##### Brano

Welfare

Come non farsi sconfiggere da quel sentimento di resa

Intervista a Vilma Mazzocco, lucana, leader di Federsolidarietà

di Giuseppe Frangi

Che è il sentimento dominante. Eppure ci sono casi che indicano quale strada prendere. Come quella società ipertecnologica con sede in un paesino lucano Vilma Mazzocco risponde al telefono da Potenza, “casa” sua. Ha la voce contenta di chi sta bene tra quelle mura e a quella scrivania. Si capisce al volo che le piace da morire il suo Sud. Anche se la vita e l’incarico di presidente di Federsolidarietà, la “rapisce” ogni settimana a Roma, il suo cuore è lì. Tra quella gente che senti lavorare febbrilmente nella locale sede di Confcooperative.
Vita: Le sottopongo questo dato: nel 2006 lo 0,66% degli investimenti diretti esteri sono stati allocati nel Sud mentre il 99,34% si è orientato verso il Centro-Nord (Rapporto Svimez, ultimo dato disponibile). Che pensieri le suscita un dato così drammatico?
Vilma Mazzocco: Il dato segnala un fatto preoccupante, ma largamente prevedibile, almeno per noi che il Sud lo viviamo e lo abitiamo. È chiaro che gli investitori esteri decidono di operare in zone dove ci sono condizioni che a Sud mancano. Ci sono i problemi di legalità, di una pubblica amministrazione lentissima, inefficace, di una burocrazia appesantita. E aggiungo anche che si sente in questa fase il “peso” di una politica che non sa andare oltre la gestione del potere quotidiano.
Vita: Si ha la sensazione che la questione meridionale non esista più. Si parla di questione settentrionale, come se il problema fosse quello della legittimazione del Nord e non ci fosse più quella questione meridionale che ha accompagnato un po’ tutta la storia d’Italia?

##########

Compito assegnato A
Cita integralmente il brano sull'intervista a Vilma Mazzocco, senza alcuna modifica.

##### Record forniti

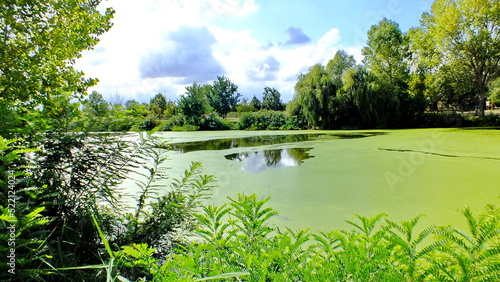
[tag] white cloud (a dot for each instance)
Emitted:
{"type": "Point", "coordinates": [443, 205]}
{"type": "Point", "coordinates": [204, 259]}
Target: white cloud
{"type": "Point", "coordinates": [145, 28]}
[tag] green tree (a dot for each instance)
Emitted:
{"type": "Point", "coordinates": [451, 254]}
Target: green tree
{"type": "Point", "coordinates": [271, 100]}
{"type": "Point", "coordinates": [158, 105]}
{"type": "Point", "coordinates": [337, 66]}
{"type": "Point", "coordinates": [255, 102]}
{"type": "Point", "coordinates": [314, 91]}
{"type": "Point", "coordinates": [194, 104]}
{"type": "Point", "coordinates": [386, 55]}
{"type": "Point", "coordinates": [466, 34]}
{"type": "Point", "coordinates": [223, 96]}
{"type": "Point", "coordinates": [95, 105]}
{"type": "Point", "coordinates": [245, 106]}
{"type": "Point", "coordinates": [39, 43]}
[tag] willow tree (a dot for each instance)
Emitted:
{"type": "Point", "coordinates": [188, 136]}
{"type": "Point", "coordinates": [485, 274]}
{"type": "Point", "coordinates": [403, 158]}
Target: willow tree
{"type": "Point", "coordinates": [466, 36]}
{"type": "Point", "coordinates": [386, 55]}
{"type": "Point", "coordinates": [314, 91]}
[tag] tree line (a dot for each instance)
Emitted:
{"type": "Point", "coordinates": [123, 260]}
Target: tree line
{"type": "Point", "coordinates": [450, 63]}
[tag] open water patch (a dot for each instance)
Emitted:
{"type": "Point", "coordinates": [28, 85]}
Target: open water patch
{"type": "Point", "coordinates": [262, 140]}
{"type": "Point", "coordinates": [258, 161]}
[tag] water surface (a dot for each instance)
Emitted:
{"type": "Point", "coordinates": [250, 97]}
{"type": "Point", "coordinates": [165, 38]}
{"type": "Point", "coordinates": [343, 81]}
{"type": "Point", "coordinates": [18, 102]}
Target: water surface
{"type": "Point", "coordinates": [255, 162]}
{"type": "Point", "coordinates": [403, 173]}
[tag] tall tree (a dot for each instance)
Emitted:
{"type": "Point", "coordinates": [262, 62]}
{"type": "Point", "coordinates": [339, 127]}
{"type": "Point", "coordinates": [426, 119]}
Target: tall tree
{"type": "Point", "coordinates": [158, 104]}
{"type": "Point", "coordinates": [386, 55]}
{"type": "Point", "coordinates": [271, 99]}
{"type": "Point", "coordinates": [223, 96]}
{"type": "Point", "coordinates": [466, 34]}
{"type": "Point", "coordinates": [39, 43]}
{"type": "Point", "coordinates": [314, 91]}
{"type": "Point", "coordinates": [194, 104]}
{"type": "Point", "coordinates": [96, 105]}
{"type": "Point", "coordinates": [255, 102]}
{"type": "Point", "coordinates": [337, 66]}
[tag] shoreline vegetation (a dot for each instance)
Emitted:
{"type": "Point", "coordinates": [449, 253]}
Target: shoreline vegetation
{"type": "Point", "coordinates": [62, 213]}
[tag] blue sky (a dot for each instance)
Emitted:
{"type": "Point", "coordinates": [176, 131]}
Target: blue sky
{"type": "Point", "coordinates": [161, 46]}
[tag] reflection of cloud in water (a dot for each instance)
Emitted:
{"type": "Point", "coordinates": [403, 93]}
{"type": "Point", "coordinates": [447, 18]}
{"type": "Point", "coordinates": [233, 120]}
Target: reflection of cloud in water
{"type": "Point", "coordinates": [256, 162]}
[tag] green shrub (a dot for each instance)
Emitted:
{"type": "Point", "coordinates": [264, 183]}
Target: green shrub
{"type": "Point", "coordinates": [213, 122]}
{"type": "Point", "coordinates": [263, 120]}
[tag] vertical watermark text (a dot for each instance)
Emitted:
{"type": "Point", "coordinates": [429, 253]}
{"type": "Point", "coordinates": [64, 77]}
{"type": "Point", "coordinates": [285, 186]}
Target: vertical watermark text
{"type": "Point", "coordinates": [11, 229]}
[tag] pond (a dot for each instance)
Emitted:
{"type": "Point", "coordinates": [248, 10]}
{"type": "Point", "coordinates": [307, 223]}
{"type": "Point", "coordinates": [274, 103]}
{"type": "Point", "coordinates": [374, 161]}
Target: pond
{"type": "Point", "coordinates": [318, 179]}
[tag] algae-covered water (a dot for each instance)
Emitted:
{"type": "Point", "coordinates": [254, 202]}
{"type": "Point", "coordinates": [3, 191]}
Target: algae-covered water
{"type": "Point", "coordinates": [318, 179]}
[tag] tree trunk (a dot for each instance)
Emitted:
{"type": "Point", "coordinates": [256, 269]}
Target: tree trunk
{"type": "Point", "coordinates": [481, 97]}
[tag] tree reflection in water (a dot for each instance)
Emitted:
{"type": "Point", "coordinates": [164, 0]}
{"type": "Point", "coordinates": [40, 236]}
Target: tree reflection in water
{"type": "Point", "coordinates": [256, 162]}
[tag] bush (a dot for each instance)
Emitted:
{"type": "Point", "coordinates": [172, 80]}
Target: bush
{"type": "Point", "coordinates": [213, 122]}
{"type": "Point", "coordinates": [263, 120]}
{"type": "Point", "coordinates": [174, 121]}
{"type": "Point", "coordinates": [122, 124]}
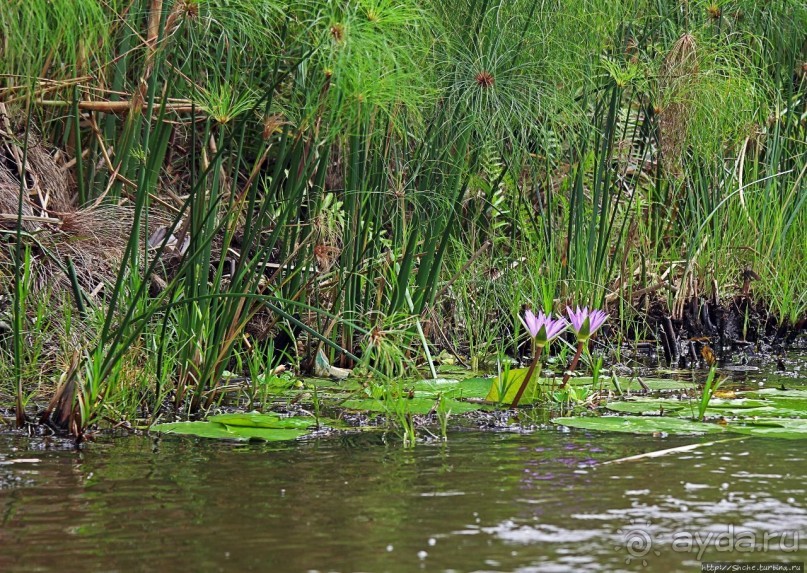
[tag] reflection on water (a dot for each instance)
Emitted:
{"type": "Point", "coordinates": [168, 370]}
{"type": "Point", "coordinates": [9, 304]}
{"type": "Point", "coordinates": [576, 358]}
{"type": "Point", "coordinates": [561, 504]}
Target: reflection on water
{"type": "Point", "coordinates": [541, 501]}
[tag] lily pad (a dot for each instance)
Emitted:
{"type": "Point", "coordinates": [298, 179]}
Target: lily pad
{"type": "Point", "coordinates": [647, 406]}
{"type": "Point", "coordinates": [416, 405]}
{"type": "Point", "coordinates": [538, 386]}
{"type": "Point", "coordinates": [776, 393]}
{"type": "Point", "coordinates": [654, 384]}
{"type": "Point", "coordinates": [468, 388]}
{"type": "Point", "coordinates": [256, 420]}
{"type": "Point", "coordinates": [772, 428]}
{"type": "Point", "coordinates": [504, 390]}
{"type": "Point", "coordinates": [222, 432]}
{"type": "Point", "coordinates": [640, 425]}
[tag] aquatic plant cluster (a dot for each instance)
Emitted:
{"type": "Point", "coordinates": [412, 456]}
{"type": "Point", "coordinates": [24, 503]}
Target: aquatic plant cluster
{"type": "Point", "coordinates": [203, 200]}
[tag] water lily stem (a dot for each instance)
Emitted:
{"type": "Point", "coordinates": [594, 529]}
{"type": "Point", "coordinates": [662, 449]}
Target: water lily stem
{"type": "Point", "coordinates": [573, 365]}
{"type": "Point", "coordinates": [536, 358]}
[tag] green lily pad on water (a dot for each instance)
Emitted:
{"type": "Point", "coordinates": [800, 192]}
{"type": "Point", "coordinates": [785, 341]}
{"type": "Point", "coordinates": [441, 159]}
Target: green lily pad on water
{"type": "Point", "coordinates": [416, 405]}
{"type": "Point", "coordinates": [222, 432]}
{"type": "Point", "coordinates": [772, 428]}
{"type": "Point", "coordinates": [505, 391]}
{"type": "Point", "coordinates": [777, 394]}
{"type": "Point", "coordinates": [256, 420]}
{"type": "Point", "coordinates": [468, 388]}
{"type": "Point", "coordinates": [647, 406]}
{"type": "Point", "coordinates": [640, 425]}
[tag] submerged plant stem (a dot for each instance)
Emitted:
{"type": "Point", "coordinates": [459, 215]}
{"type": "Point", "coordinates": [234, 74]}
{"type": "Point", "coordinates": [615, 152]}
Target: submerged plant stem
{"type": "Point", "coordinates": [537, 352]}
{"type": "Point", "coordinates": [573, 365]}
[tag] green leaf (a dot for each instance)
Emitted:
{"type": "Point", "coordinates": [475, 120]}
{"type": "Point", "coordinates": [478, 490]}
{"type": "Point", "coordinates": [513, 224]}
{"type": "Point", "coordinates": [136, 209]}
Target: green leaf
{"type": "Point", "coordinates": [640, 425]}
{"type": "Point", "coordinates": [469, 388]}
{"type": "Point", "coordinates": [222, 432]}
{"type": "Point", "coordinates": [772, 428]}
{"type": "Point", "coordinates": [647, 406]}
{"type": "Point", "coordinates": [537, 386]}
{"type": "Point", "coordinates": [416, 405]}
{"type": "Point", "coordinates": [256, 420]}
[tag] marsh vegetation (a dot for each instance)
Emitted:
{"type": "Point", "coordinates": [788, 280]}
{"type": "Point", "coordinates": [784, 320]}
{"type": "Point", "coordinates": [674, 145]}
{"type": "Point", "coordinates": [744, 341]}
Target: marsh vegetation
{"type": "Point", "coordinates": [202, 199]}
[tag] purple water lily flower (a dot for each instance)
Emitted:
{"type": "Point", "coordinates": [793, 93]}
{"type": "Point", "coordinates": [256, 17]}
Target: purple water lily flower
{"type": "Point", "coordinates": [543, 328]}
{"type": "Point", "coordinates": [586, 322]}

##########

Compito assegnato B
Estrai dai record ogni riga in cui compare la stringa "reflection".

Risposta completa A
Welfare

Come non farsi sconfiggere da quel sentimento di resa

Intervista a Vilma Mazzocco, lucana, leader di Federsolidarietà

di Giuseppe Frangi

Che è il sentimento dominante. Eppure ci sono casi che indicano quale strada prendere. Come quella società ipertecnologica con sede in un paesino lucano Vilma Mazzocco risponde al telefono da Potenza, “casa” sua. Ha la voce contenta di chi sta bene tra quelle mura e a quella scrivania. Si capisce al volo che le piace da morire il suo Sud. Anche se la vita e l’incarico di presidente di Federsolidarietà, la “rapisce” ogni settimana a Roma, il suo cuore è lì. Tra quella gente che senti lavorare febbrilmente nella locale sede di Confcooperative.
Vita: Le sottopongo questo dato: nel 2006 lo 0,66% degli investimenti diretti esteri sono stati allocati nel Sud mentre il 99,34% si è orientato verso il Centro-Nord (Rapporto Svimez, ultimo dato disponibile). Che pensieri le suscita un dato così drammatico?
Vilma Mazzocco: Il dato segnala un fatto preoccupante, ma largamente prevedibile, almeno per noi che il Sud lo viviamo e lo abitiamo. È chiaro che gli investitori esteri decidono di operare in zone dove ci sono condizioni che a Sud mancano. Ci sono i problemi di legalità, di una pubblica amministrazione lentissima, inefficace, di una burocrazia appesantita. E aggiungo anche che si sente in questa fase il “peso” di una politica che non sa andare oltre la gestione del potere quotidiano.
Vita: Si ha la sensazione che la questione meridionale non esista più. Si parla di questione settentrionale, come se il problema fosse quello della legittimazione del Nord e non ci fosse più quella questione meridionale che ha accompagnato un po’ tutta la storia d’Italia?

Risposta completa B
[tag] reflection of cloud in water (a dot for each instance)
Target: reflection of cloud in water
[tag] tree reflection in water (a dot for each instance)
Target: tree reflection in water
[tag] reflection on water (a dot for each instance)
Target: reflection on water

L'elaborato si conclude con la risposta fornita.